'''
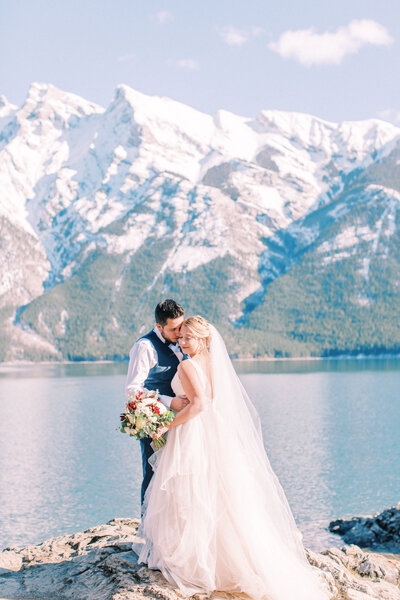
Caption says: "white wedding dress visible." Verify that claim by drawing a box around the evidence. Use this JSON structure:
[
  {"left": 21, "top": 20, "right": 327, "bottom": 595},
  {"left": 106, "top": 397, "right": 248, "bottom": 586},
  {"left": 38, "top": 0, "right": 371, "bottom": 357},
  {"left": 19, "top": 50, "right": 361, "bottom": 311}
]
[{"left": 133, "top": 328, "right": 330, "bottom": 600}]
'''
Goal: Turn every line of the listing above into a JSON list of strings, one string per line, with blank lines left out and the pictures omitted.

Response below:
[
  "Caption says: \"white wedding dress visible.\" Verify that claim by drawing a box around the evidence. Use this JSON structure:",
  "[",
  "  {\"left\": 21, \"top\": 20, \"right\": 327, \"bottom\": 595},",
  "  {\"left\": 106, \"top\": 397, \"right\": 248, \"bottom\": 586},",
  "  {\"left\": 38, \"top\": 0, \"right\": 371, \"bottom\": 357},",
  "  {\"left\": 19, \"top\": 50, \"right\": 361, \"bottom\": 311}",
  "]",
  "[{\"left\": 133, \"top\": 328, \"right\": 330, \"bottom\": 600}]"
]